**ABOUT THIS EXERCISE**: Output the full listing verbatim.

--- WORKING DATA Enclosed Below ---

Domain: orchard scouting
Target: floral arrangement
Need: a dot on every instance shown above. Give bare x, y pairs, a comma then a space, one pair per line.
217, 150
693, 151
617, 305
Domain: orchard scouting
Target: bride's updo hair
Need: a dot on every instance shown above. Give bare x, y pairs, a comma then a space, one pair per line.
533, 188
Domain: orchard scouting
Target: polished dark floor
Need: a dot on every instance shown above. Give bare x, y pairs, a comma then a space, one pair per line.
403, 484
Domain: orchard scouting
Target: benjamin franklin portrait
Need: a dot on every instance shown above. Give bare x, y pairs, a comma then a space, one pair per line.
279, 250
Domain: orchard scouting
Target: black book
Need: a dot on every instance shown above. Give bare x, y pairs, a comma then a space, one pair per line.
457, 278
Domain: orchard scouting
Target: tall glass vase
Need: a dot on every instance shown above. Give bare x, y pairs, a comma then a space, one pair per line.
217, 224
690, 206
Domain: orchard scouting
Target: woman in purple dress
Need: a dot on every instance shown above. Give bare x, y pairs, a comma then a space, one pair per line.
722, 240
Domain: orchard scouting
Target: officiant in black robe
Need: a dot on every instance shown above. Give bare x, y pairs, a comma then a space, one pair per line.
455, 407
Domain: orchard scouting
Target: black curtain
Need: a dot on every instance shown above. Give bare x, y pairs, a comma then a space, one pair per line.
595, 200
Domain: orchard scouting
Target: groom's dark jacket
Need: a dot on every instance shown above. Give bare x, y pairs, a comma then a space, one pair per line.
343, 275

--- End of Enclosed WORKING DATA ---

**YOUR SOLUTION**:
Domain: orchard scouting
Target: floral arrangement
Need: a dot on every instance shown above. Give bare x, y pairs, a comma then a space, one pair per line.
217, 150
693, 151
617, 305
Domain: orchard scouting
Target: bride's updo hair
Need: a dot on every instance shown above. Give bare x, y pairs, a comma then a space, one pair per line.
533, 188
Domain: orchard scouting
Target: polished dark floor
Need: a dot on every instance shown above. Give bare x, y pairs, a comma then a space, one pair per line.
403, 484
Domain: orchard scouting
Target: benjamin franklin portrait
Need: a dot on every instance shown above. Give bare x, y pairs, a comma then a space, one pair per line.
279, 250
Domain: orchard scouting
Target: black book
Need: a dot on every instance shown above. Give bare x, y pairs, a comma then a space, one pair per line.
457, 278
Domain: orchard scouting
Target: tall glass vase
Need: a dot on every instance shown above. Give bare x, y pairs, a comma then a space, one pair per line.
217, 224
690, 206
Domain: orchard scouting
Target: woman in purple dress
Need: a dot on every instance shown above. Give bare x, y pairs, a comma then a space, one pair per line.
722, 240
Domain: orchard scouting
Target: officiant in black robe
Need: a dot on every instance shown above. Give bare x, y pairs, a comma then a space, one pair per line.
455, 407
Domain: orchard scouting
Target: black curtain
Need: a dot on every instance shown above. Give bare x, y pairs, a comma then a space, one pair per line.
595, 200
Domain: orchard scouting
Target: groom's dark jacket
Need: a dot on every instance shown above. Give bare x, y pairs, a comma then a space, one pair per line.
343, 275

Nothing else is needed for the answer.